Aim
Copy the records below verbatim, starting at the first line and ending with the line that contains "60], [208, 34]]".

(Records from a data source)
start

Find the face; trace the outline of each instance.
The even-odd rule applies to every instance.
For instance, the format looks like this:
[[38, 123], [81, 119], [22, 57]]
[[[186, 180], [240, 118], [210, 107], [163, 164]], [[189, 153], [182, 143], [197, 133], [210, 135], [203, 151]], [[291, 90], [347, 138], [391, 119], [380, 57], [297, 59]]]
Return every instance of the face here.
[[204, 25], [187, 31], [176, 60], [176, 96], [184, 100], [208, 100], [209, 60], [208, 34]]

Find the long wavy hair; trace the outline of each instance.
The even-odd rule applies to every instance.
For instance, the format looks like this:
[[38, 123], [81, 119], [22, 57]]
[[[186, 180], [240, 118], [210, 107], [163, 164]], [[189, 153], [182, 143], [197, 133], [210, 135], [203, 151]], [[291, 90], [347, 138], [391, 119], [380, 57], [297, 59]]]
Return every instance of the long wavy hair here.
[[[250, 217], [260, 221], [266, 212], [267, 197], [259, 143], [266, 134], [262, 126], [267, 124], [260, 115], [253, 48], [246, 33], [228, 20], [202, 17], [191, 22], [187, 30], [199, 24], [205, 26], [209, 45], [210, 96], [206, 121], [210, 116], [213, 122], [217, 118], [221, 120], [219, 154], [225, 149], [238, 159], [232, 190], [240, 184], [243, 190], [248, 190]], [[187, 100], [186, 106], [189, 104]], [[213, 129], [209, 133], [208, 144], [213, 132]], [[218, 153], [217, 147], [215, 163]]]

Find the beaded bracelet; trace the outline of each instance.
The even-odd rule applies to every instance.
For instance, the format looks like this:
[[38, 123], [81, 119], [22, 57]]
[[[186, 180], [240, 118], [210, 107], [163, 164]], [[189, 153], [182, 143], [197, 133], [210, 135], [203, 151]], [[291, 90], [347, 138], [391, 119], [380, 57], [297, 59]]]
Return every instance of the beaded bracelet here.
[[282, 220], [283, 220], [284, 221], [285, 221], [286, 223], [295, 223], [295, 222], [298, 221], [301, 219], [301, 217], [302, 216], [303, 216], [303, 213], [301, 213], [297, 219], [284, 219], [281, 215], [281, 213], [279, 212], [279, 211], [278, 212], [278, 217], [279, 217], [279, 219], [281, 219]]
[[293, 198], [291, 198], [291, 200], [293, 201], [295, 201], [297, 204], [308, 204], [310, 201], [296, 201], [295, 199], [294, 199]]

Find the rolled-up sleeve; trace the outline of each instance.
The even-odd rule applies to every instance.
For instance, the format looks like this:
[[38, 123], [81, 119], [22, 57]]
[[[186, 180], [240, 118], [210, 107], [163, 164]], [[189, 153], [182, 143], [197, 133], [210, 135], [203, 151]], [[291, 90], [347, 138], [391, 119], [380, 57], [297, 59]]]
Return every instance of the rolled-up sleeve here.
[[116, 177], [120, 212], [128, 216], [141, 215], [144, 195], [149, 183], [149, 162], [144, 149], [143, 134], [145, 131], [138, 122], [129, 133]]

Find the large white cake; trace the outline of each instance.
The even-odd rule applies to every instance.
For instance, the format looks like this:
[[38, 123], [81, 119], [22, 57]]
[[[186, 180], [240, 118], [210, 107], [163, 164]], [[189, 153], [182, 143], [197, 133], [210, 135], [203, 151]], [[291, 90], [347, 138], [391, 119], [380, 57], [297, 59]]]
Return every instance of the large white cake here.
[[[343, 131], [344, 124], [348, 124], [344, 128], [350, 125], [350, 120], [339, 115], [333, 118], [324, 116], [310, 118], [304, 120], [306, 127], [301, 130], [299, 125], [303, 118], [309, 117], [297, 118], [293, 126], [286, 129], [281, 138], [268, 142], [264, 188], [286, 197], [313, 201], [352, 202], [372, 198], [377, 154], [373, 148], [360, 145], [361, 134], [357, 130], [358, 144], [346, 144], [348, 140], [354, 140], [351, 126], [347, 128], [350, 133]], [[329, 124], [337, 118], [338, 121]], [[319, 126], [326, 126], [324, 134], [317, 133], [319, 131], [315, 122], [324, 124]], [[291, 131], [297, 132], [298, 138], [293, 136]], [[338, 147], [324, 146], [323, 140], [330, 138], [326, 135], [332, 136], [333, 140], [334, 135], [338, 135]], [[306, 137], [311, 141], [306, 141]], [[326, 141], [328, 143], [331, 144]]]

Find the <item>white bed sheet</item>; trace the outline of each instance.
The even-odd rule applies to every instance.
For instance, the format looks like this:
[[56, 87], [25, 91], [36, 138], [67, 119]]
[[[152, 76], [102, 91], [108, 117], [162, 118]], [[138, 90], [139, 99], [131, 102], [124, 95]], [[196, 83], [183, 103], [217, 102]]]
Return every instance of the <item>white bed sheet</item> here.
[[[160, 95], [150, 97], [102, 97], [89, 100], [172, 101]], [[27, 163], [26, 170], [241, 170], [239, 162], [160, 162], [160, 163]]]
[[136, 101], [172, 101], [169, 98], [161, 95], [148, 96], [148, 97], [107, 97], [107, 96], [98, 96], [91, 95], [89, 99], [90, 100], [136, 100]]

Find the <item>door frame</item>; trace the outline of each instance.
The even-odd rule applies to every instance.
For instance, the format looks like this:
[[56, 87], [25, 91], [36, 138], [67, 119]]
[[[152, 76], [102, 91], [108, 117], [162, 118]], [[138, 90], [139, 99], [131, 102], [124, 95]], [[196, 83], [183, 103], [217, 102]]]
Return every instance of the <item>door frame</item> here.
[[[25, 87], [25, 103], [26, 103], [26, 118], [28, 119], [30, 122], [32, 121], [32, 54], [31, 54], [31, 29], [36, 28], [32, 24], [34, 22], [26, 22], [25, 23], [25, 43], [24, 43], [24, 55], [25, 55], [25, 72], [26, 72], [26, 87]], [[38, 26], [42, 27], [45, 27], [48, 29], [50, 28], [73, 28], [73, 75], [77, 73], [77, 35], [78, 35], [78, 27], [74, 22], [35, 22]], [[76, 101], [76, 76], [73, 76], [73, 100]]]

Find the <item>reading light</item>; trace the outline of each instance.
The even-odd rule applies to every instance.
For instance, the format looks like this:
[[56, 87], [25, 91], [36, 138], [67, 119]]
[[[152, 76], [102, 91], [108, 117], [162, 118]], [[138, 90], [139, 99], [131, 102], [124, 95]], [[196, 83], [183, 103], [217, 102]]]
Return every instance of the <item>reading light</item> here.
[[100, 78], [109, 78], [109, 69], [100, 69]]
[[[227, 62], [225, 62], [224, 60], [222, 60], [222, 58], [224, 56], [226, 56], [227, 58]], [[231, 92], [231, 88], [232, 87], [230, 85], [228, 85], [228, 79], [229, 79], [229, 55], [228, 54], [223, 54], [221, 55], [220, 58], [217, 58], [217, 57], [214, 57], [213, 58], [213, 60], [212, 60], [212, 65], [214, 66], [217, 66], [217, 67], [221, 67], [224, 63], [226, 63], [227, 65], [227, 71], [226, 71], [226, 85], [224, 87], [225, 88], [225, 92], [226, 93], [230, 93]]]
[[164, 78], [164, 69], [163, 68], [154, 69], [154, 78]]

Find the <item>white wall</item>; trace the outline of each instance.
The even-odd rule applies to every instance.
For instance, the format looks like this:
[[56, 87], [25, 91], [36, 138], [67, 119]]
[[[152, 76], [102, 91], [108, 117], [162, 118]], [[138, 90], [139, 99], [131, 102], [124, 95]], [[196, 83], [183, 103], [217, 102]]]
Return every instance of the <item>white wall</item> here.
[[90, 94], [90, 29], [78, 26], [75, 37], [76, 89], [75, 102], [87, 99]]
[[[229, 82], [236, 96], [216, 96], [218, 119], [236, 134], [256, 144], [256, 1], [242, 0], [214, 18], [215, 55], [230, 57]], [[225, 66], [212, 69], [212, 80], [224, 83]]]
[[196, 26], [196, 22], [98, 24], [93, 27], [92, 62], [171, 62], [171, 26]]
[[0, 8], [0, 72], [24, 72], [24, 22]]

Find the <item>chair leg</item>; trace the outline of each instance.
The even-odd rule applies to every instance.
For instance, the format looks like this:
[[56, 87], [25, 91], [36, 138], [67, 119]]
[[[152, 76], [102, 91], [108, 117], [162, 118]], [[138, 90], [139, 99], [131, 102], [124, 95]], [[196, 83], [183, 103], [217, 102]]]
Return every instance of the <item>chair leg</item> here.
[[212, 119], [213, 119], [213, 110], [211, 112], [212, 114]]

end

Complete output
Find the face; trace the outline of each instance.
The even-odd rule applies to every instance.
For instance, the format looks like this:
[[38, 123], [81, 119], [22, 57]]
[[[186, 180], [240, 118], [210, 107], [163, 164]], [[189, 153], [182, 143], [197, 133], [210, 135], [203, 151]], [[291, 90], [347, 138], [391, 119], [380, 57], [297, 59]]]
Return every instance of the face here.
[[204, 25], [187, 31], [176, 60], [176, 96], [184, 100], [208, 100], [209, 60], [208, 34]]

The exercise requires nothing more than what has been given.